:: DATA FOR REVIEW ::
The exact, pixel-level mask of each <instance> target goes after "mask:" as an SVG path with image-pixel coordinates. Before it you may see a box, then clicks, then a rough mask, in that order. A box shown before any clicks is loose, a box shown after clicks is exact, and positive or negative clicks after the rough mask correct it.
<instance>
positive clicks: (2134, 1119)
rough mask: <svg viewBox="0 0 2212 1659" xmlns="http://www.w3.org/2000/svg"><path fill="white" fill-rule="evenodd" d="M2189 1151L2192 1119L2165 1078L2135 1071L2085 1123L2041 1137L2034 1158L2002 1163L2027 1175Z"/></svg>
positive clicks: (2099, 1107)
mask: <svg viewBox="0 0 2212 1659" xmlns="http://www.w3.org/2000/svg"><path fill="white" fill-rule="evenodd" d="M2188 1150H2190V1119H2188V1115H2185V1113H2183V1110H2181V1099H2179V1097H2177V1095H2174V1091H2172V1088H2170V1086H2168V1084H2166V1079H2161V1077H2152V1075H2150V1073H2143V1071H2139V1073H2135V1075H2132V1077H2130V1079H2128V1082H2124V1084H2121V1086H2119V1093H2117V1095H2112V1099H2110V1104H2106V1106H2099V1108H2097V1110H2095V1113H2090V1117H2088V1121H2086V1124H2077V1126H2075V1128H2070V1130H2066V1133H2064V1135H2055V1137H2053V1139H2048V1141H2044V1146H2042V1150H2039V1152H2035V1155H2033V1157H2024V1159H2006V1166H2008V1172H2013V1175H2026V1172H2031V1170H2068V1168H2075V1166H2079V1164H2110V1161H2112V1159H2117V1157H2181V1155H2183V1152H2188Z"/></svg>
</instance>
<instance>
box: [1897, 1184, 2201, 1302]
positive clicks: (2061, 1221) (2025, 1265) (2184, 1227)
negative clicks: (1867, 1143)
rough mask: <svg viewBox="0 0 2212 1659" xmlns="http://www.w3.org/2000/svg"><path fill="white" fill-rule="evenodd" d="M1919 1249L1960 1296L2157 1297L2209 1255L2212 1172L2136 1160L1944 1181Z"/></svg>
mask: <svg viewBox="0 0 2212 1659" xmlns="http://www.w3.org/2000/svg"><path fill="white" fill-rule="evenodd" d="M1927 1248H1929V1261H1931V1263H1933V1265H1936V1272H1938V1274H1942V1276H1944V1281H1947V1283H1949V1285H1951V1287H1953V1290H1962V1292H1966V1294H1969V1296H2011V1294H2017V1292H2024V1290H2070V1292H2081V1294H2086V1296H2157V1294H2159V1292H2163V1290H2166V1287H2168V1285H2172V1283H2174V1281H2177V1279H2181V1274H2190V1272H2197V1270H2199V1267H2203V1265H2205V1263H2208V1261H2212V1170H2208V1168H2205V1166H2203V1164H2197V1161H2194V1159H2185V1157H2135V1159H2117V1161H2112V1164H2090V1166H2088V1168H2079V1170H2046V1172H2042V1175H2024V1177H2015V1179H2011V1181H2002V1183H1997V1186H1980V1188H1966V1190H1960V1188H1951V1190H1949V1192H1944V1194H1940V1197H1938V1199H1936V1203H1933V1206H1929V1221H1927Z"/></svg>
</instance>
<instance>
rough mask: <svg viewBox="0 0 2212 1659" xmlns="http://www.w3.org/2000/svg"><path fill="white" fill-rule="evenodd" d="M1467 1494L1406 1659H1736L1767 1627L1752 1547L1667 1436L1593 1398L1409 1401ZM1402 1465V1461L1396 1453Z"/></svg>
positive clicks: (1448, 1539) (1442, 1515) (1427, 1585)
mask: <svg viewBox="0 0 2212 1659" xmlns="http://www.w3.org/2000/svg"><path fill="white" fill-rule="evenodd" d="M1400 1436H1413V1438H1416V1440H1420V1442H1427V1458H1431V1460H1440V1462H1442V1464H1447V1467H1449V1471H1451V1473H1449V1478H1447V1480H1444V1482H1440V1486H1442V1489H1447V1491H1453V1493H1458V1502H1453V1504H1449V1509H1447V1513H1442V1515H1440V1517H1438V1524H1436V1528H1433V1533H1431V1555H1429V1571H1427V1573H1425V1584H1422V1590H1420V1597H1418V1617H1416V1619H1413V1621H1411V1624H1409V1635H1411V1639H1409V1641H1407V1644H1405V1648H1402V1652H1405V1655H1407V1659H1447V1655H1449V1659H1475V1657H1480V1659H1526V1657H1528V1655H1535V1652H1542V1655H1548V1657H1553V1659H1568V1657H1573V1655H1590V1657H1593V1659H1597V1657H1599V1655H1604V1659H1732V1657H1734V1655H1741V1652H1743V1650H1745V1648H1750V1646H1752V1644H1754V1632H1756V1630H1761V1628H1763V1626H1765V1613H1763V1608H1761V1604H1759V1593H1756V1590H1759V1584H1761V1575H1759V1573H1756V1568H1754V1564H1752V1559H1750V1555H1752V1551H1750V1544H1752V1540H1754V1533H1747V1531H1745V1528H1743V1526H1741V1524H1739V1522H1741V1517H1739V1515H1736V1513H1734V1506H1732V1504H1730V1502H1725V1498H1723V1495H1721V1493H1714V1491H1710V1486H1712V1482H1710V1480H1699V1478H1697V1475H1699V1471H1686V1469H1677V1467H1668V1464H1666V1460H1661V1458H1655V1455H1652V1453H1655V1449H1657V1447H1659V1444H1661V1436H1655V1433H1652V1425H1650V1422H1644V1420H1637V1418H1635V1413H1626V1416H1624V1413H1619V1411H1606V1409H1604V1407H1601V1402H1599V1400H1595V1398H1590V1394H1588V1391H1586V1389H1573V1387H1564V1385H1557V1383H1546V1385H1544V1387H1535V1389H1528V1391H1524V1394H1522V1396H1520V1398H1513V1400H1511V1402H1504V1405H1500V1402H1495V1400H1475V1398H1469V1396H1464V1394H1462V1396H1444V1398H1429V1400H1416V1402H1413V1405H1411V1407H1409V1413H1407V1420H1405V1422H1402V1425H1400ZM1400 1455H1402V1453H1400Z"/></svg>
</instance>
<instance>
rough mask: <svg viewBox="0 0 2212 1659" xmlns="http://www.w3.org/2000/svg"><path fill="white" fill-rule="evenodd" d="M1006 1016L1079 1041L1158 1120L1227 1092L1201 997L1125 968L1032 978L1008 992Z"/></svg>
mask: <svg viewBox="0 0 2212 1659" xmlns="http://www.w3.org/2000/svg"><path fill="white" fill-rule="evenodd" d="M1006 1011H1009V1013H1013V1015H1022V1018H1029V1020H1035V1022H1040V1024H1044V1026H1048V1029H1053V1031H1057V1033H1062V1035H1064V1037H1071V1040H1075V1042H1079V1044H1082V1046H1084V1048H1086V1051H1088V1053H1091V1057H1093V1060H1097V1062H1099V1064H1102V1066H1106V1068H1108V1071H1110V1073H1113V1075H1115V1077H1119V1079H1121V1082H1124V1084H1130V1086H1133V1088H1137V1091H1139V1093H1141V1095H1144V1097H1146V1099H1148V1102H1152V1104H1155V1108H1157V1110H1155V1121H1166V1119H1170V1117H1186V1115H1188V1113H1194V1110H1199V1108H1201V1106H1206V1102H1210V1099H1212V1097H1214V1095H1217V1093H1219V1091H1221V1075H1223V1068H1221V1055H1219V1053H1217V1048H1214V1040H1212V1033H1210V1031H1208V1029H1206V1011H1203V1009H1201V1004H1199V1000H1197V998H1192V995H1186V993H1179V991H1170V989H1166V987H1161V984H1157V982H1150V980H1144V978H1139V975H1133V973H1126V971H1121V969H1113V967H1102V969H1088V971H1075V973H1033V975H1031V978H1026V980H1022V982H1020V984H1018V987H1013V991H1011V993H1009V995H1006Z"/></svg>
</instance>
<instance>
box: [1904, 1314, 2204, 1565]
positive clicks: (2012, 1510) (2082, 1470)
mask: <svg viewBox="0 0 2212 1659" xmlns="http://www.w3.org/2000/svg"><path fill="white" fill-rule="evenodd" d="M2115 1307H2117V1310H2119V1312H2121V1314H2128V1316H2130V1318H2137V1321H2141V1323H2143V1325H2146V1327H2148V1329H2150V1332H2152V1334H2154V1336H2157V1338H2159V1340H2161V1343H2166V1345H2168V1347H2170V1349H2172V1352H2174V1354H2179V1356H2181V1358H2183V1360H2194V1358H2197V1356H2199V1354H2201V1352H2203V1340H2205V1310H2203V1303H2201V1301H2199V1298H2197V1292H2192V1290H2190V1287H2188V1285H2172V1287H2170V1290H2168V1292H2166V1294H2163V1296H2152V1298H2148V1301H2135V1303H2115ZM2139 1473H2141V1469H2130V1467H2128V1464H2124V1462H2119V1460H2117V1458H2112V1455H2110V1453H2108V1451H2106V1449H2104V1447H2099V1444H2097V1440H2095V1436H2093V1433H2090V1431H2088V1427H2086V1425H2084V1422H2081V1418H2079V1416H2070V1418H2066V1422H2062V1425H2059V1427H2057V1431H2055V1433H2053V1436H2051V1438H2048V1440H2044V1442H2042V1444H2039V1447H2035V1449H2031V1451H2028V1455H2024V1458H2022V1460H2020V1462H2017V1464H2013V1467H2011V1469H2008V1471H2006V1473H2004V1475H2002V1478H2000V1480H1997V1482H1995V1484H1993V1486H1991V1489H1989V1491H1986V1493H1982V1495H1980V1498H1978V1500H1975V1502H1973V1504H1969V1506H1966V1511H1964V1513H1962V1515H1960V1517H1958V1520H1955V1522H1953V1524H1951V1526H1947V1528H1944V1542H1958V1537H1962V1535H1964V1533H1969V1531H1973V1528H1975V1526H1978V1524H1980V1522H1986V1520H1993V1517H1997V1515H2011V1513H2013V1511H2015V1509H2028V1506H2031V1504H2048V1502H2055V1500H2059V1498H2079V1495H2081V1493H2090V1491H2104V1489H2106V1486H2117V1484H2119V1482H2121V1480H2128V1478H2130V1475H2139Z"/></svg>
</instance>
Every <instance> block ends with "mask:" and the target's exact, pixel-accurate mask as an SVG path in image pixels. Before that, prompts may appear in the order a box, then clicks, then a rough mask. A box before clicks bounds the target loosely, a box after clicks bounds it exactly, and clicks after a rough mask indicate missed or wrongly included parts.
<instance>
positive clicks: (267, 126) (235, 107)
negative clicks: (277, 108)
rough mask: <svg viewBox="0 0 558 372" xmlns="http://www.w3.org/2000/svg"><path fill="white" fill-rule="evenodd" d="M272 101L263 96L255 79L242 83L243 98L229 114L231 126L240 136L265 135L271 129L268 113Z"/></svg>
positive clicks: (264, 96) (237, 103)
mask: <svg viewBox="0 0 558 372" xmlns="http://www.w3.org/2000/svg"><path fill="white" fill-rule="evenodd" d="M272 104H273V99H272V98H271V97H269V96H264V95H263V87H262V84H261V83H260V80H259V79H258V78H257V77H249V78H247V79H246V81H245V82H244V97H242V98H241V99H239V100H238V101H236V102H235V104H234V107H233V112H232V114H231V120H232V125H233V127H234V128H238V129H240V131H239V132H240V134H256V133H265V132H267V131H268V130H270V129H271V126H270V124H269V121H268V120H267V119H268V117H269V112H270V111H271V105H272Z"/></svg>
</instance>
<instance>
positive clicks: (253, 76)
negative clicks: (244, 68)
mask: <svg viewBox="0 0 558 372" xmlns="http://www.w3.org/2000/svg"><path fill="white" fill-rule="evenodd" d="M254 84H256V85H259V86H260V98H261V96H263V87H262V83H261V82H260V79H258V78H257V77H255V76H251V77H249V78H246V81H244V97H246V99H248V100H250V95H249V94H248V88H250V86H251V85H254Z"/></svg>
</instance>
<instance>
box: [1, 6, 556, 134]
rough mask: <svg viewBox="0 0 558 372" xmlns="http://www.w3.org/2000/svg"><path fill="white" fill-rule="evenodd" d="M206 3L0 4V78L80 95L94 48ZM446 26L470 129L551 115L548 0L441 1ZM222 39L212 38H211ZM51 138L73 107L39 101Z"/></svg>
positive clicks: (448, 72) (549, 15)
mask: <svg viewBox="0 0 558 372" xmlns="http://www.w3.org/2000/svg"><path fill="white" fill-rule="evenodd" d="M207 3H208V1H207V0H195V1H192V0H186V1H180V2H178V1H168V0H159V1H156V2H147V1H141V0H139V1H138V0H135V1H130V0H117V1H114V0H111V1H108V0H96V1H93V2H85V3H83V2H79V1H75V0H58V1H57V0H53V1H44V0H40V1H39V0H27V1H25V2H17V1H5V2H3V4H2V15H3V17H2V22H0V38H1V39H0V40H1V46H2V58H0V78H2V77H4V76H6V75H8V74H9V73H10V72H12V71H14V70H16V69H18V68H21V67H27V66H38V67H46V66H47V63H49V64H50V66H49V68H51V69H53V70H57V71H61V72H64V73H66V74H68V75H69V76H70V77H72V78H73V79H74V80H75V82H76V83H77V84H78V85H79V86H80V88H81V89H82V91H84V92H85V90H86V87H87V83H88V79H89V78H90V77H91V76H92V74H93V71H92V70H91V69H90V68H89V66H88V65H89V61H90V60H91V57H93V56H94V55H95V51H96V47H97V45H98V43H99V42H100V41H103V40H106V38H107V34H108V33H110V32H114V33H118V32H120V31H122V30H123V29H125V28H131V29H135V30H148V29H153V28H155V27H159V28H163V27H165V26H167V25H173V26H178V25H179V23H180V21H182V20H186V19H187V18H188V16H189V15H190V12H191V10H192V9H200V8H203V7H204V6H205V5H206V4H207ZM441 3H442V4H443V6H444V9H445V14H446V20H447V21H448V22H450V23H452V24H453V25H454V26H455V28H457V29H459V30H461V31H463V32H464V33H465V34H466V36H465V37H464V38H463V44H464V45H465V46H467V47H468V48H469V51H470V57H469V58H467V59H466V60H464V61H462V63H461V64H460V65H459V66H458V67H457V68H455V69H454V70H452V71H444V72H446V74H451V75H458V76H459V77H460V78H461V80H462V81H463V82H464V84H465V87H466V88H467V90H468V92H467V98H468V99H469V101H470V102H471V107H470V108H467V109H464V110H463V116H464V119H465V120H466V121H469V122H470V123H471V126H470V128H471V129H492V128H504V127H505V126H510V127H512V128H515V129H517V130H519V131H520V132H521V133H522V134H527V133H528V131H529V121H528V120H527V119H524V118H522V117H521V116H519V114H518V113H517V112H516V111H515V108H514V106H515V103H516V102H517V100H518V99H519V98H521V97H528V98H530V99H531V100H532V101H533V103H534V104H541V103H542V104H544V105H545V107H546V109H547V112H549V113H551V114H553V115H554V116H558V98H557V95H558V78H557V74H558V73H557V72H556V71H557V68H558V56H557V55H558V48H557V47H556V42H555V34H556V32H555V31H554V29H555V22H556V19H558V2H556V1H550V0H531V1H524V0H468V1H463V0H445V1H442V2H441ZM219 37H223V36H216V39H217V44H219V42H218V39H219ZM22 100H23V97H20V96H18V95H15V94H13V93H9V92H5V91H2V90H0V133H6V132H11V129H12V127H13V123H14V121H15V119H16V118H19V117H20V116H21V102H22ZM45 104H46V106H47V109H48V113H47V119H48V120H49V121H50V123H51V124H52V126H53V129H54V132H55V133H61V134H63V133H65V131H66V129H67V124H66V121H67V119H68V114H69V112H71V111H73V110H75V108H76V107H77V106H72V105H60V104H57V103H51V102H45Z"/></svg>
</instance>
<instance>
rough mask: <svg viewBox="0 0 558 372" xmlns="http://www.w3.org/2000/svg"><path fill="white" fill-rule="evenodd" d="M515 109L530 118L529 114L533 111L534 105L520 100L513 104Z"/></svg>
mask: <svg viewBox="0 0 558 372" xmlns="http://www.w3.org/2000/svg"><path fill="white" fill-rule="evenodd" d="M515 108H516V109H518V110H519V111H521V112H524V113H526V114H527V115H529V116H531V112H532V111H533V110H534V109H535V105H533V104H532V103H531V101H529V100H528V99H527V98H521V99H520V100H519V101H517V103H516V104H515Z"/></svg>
:::
Reproduce the entries verbatim from their first line through the line containing "positive clicks: (2099, 1107)", including that line.

YOUR SOLUTION:
The exact, pixel-level mask of each <instance> target goes after "mask:" as an SVG path with image-pixel coordinates. Before it you may see a box, then clicks, then a rough mask, in that order. A box shown before any clicks is loose, a box shown after clicks is exact, and positive or negative clicks after the rough mask correct it.
<instance>
positive clicks: (2134, 1119)
rough mask: <svg viewBox="0 0 2212 1659" xmlns="http://www.w3.org/2000/svg"><path fill="white" fill-rule="evenodd" d="M2189 1151L2192 1119L2165 1078L2135 1071L2085 1123L2041 1137L2034 1158L2002 1163L2027 1175Z"/></svg>
positive clicks: (2099, 1107)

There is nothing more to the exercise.